普段のお稽古やお茶会など、茶道はきものを着る機会が多いため、きものファンのなかには茶道に興味を持たれる方が多くいらっしゃいます

そんな方々に贈る連載「きもの好きの茶道はじめ」。

水野小巻先生と社中の皆さま

小巻先生を囲み、生徒のSさん(左)とTさん(右)

梅が香 裏千家お茶の教室』を主宰する水野小巻(宗巻)先生とその生徒さん方にご協力いただき、どうしても敷居が高く感じられる茶道を始めるにあたってのさまざまな不安を解消していきます!

お稽古の一幕

お稽古の一幕

今回は、東京・神楽坂の京料理屋『神楽坂 和食 千』の一室で行われているテーブルでのお稽古に密着

なかなかイメージしづらいお稽古の様子を写真でお届けするとともに、小巻先生に奥深い茶道の魅力や、きものにも通ずる愉しみ方について伺います。

……と、その前に!小巻先生の装いをご紹介します。

小巻先生の装い

年々厳しくなる日本の夏。撮影日はまだ梅雨明け前でしたが、すでにその予感を匂わせる気温でした。

そんななか、ひときわ涼しげなオーラを放っていた小巻先生。

透け感のある紋紗の着物は無地に見えつつも、唐草地紋に七宝の飛び柄をあしらった品のある小紋。薄い黄緑がまた、小巻先生の優しい雰囲気にぴったり。淡いお色味とはいえ印象がぼけることなく、秋草をあしらった絽塩瀬の染め帯が締め色になっています。

桔梗や撫子などの秋草をあしらった塩瀬帯

この日のコーディネートは、“大人かわいい”がテーマ。

全体を上品にまとめつつも、小物使いでかわいらしい印象を添えています。特に、ピンクとグリーンの縦暈しの帯揚げがとても可憐。

秋草の塩瀬帯

帯揚げと帯締めはどちらも、小巻先生がアンバサダーをつとめていらっしゃる和装小物専門店『こまもの玖』で購入されたもの。『龍工房』製の洋角組帯締めは細身ですっきりと締められ、よりいっそう涼しげな印象を与えてくれます。

帯締めの奥には、小巻先生が一番好きという桔梗の花が!今回は関西巻きですが、関東巻きにすると、前帯に撫子の花が出てくるのだとか。

2022.03.15

インタビュー

水と空気以外はなんでも組む。 龍工房 福田隆太さん

『きもの英』の塵よけコート

『きもの英』の塵よけコートを羽織れば、また違った印象に

塵よけコートも、薄物の生地でモダンな印象に。全体に散りばめられたあられが、まるで天の川のよう。

目的: 上の出典本文のうち、「梅が香 裏千家お茶の教室』を」から「る愉しみ方について伺います。」までを、最初と最後の語句も含めて一字も変えずに書き写してください。

提供データ:
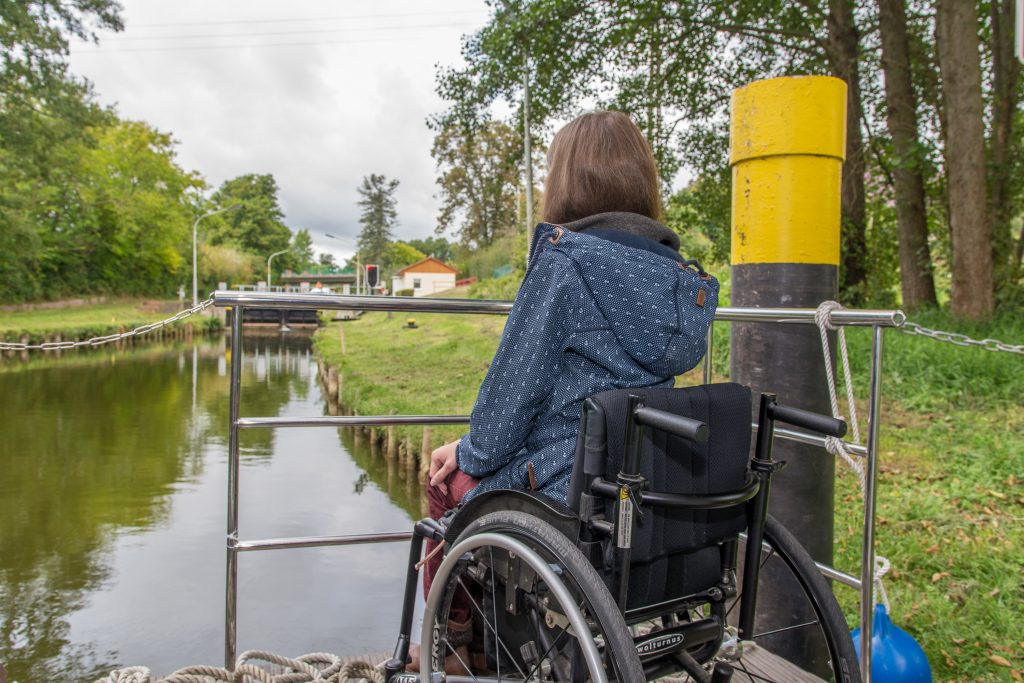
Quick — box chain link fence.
[0,299,213,351]
[0,299,1024,355]
[900,323,1024,354]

正解:
梅が香 裏千家お茶の教室』を主宰する水野小巻(宗巻)先生とその生徒さん方にご協力いただき、どうしても敷居が高く感じられる茶道を始めるにあたってのさまざまな不安を解消していきます!

お稽古の一幕

お稽古の一幕

今回は、東京・神楽坂の京料理屋『神楽坂 和食 千』の一室で行われているテーブルでのお稽古に密着

なかなかイメージしづらいお稽古の様子を写真でお届けするとともに、小巻先生に奥深い茶道の魅力や、きものにも通ずる愉しみ方について伺います。